DIRECTIONS: Go through the material below, find each line with the word "orange", and copy those lines.

LISTED ENTRIES:
# # # # #

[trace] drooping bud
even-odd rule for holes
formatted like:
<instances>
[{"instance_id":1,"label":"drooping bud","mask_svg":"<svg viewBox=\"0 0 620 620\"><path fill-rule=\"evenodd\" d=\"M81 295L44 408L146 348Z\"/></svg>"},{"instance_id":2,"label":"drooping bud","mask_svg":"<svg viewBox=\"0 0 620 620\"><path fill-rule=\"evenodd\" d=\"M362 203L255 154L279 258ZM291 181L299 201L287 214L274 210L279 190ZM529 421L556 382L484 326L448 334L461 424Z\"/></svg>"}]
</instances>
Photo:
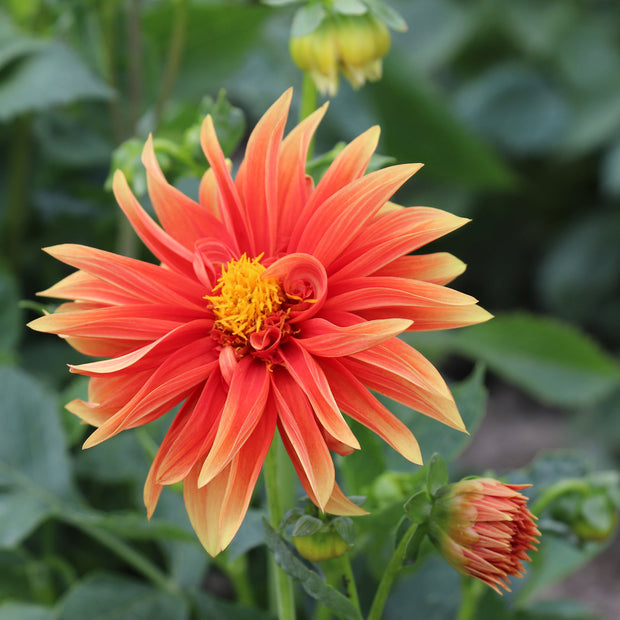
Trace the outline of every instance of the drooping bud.
<instances>
[{"instance_id":1,"label":"drooping bud","mask_svg":"<svg viewBox=\"0 0 620 620\"><path fill-rule=\"evenodd\" d=\"M530 485L504 484L492 478L465 479L435 495L428 535L459 572L510 590L508 577L524 574L527 552L540 532L519 493Z\"/></svg>"},{"instance_id":2,"label":"drooping bud","mask_svg":"<svg viewBox=\"0 0 620 620\"><path fill-rule=\"evenodd\" d=\"M309 34L292 36L290 51L295 64L310 74L319 91L333 96L338 91L339 73L353 88L380 79L390 43L387 26L371 12L331 13Z\"/></svg>"}]
</instances>

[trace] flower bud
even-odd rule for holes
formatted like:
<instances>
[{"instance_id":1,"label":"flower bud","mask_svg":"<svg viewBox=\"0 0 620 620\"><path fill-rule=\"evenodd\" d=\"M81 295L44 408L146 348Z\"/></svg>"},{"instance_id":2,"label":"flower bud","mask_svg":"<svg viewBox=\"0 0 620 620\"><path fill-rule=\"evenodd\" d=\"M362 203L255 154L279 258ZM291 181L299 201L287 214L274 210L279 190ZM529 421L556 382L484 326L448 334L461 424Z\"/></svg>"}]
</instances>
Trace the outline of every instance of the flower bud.
<instances>
[{"instance_id":1,"label":"flower bud","mask_svg":"<svg viewBox=\"0 0 620 620\"><path fill-rule=\"evenodd\" d=\"M443 487L431 510L430 539L459 572L496 592L510 590L508 577L523 576L522 562L540 535L518 492L528 486L475 478Z\"/></svg>"},{"instance_id":2,"label":"flower bud","mask_svg":"<svg viewBox=\"0 0 620 620\"><path fill-rule=\"evenodd\" d=\"M390 49L387 26L372 13L326 16L311 33L291 37L295 64L310 73L323 94L335 95L338 72L359 88L381 78L381 59Z\"/></svg>"}]
</instances>

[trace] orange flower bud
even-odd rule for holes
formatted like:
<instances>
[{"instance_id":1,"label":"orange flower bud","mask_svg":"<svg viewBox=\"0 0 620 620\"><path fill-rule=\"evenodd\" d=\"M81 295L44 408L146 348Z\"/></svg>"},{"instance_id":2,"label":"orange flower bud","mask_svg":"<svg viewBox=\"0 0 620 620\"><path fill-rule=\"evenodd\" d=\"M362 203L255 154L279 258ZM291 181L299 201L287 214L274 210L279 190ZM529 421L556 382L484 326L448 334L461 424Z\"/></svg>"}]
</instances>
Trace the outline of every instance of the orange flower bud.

# # # # #

TASK OUTPUT:
[trace] orange flower bud
[{"instance_id":1,"label":"orange flower bud","mask_svg":"<svg viewBox=\"0 0 620 620\"><path fill-rule=\"evenodd\" d=\"M81 295L44 408L146 348Z\"/></svg>"},{"instance_id":2,"label":"orange flower bud","mask_svg":"<svg viewBox=\"0 0 620 620\"><path fill-rule=\"evenodd\" d=\"M362 203L255 154L279 258ZM291 181L299 201L287 214L274 210L279 190ZM529 421L556 382L484 326L448 334L461 424Z\"/></svg>"}]
Trace the outline of every instance of the orange flower bud.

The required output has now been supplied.